» **What you should do**
Read the data below. Every line holding the string "search" must be copied.

***

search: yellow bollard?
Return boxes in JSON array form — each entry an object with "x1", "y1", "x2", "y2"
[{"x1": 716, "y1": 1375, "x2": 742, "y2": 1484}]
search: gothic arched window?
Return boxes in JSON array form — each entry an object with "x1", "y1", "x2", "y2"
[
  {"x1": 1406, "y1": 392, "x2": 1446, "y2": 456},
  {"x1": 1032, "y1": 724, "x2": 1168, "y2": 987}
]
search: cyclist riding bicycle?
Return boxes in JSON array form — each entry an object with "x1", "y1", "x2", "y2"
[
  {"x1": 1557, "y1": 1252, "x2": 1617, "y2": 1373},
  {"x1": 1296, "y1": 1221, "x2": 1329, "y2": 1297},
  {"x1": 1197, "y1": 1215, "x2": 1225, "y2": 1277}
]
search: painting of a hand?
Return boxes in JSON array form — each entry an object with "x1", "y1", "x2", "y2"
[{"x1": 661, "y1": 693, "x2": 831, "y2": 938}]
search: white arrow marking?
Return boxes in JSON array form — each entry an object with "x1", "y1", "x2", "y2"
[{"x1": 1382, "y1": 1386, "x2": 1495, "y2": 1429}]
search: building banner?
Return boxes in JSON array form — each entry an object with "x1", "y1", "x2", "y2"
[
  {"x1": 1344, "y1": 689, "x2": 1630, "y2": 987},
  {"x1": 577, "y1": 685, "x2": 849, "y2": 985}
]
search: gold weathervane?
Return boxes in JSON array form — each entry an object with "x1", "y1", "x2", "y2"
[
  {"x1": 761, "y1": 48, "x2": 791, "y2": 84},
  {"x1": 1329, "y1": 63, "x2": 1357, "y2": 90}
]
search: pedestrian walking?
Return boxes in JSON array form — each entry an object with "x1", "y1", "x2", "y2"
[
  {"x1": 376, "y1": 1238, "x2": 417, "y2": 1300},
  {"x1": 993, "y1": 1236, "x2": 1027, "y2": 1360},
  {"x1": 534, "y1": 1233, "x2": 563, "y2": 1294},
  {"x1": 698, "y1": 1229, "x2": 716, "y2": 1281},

***

» **Answer to the exercise**
search: yellow bollard?
search: gothic arched window?
search: cyclist riding bicycle?
search: painting of a hand?
search: white arrow marking?
search: building banner?
search: gold weathervane?
search: pedestrian walking?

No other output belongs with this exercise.